Bhagwan Shree Rajneesh had a simple commandment for his followers, the Sannyasins: ‘Enjoy!’ Unlike other more ascetic gurus to have emerged from India in the 1960s and 1970s, he demanded little from his followers in the way of renunciation – and lots in the way of carnal pleasure. ‘Wait not for Godot!’ he preached. ‘The more you risk, the more you grow.’ His was an intoxicating promise: enlightenment, bliss and lots and lots of sex.
The ashram he established in Poona in India in 1974 quickly became a New Age Mecca. It attracted thousands of young Western disciples sold on the charismatic teacher’s mercurial wit and unique brand of Eastern mysticism. Marked out by their happy expressions and orange clothes (dyed at the Bhagwan’s instigation, to reflect the colour of the sun) they quickly spread their guru’s teachings and popularised his unique forms of taboo-breaking therapies. In these sessions, known as dynamic meditation, pupils were encouraged to destroy their religious and social conditioning to find out who they really were. They wore blindfolds – or nothing at all – and explored their deepest selves by screaming, fighting and, inevitably, shagging. Broken limbs were common, as were broken relationships. The latter came thanks to the teachers’ propensity to encourage their students to watch their partners having sex with another person – so they could confront the emotions that this betrayal provoked.
In spite of, or maybe even because of, these extreme practices, the ‘Rajneeshees’ continued to expand in number. Soon they spread out across Europe, establishing themselves in stately homes like the one they named ‘Medina Rajneesh’ in Suffolk, where 400 of the Bhagwan’s followers established themselves in the early 1980s – seemingly in utopian contentment.
Sadly, there were a few signs that all was not well in paradise. One of Bhagwan Shree Rajneesh’s more chilling suggestions was that prominent female followers should become sterilised so that they could better practise his teachings. Ugly rumours of child abuse and the destruction of family life slowly began to surface. The guru’s ever increasing wealth also began to attract the unwanted attention of the Indian tax authorities.
To escape from a whopping bill, Rajneesh packed up his 150,000-volume library and, claiming medical problems, entered the United States (along with twelve tons of luggage). It was there that things really fell apart. Shortly after he’d settled his followers in a 60,000-acre $6million ranch on semi-desert scrubland near the small town of Antelope in Oregon, Bhagwan Rajneesh took a vow of silence (or as, he put it, he determined on a course of ‘speaking through silence’.) The day-to-day running of the huge community fell to his follower, Ma Anand Sheela.

**Task goal**
Copy the passage about Bhagwan Shree Rajneesh word for word, starting at "In spite of, or" and ending at "in utopian contentment.".

**Entries supplied**
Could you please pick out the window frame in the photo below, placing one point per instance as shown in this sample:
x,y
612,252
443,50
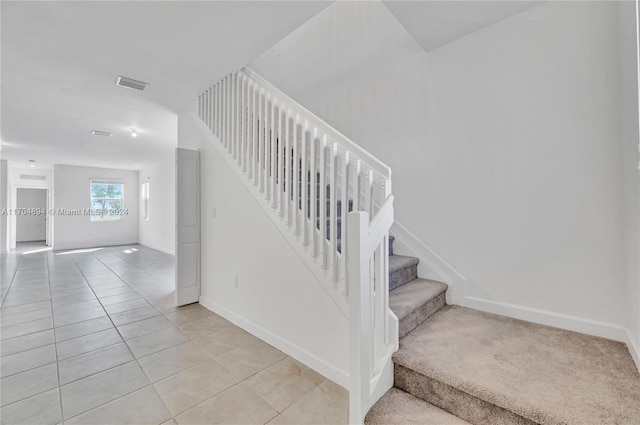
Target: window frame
==
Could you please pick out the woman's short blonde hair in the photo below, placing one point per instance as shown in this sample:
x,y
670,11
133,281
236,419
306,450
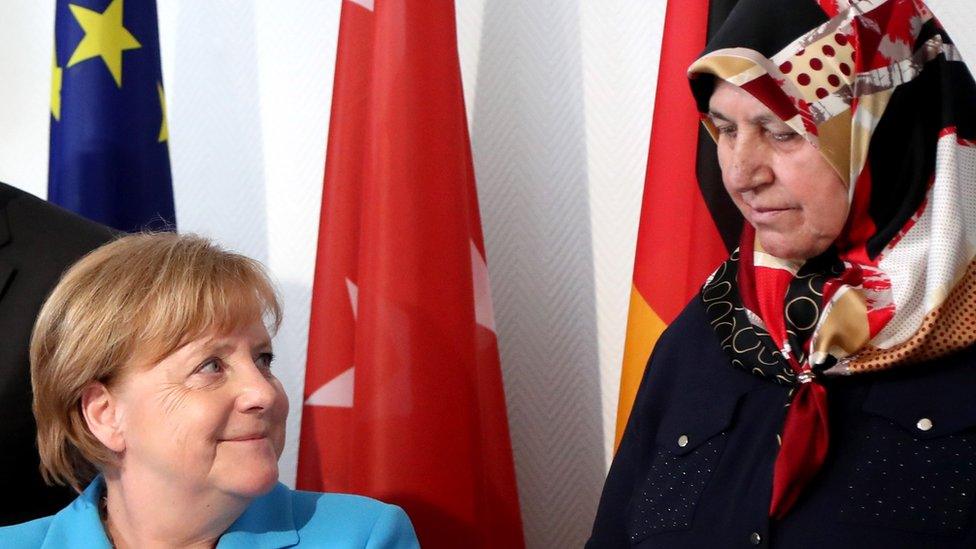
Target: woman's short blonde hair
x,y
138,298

**Response to this exercise**
In spite of, or maybe even because of, these extreme practices, the ‘Rajneeshees’ continued to expand in number. Soon they spread out across Europe, establishing themselves in stately homes like the one they named ‘Medina Rajneesh’ in Suffolk, where 400 of the Bhagwan’s followers established themselves in the early 1980s – seemingly in utopian contentment.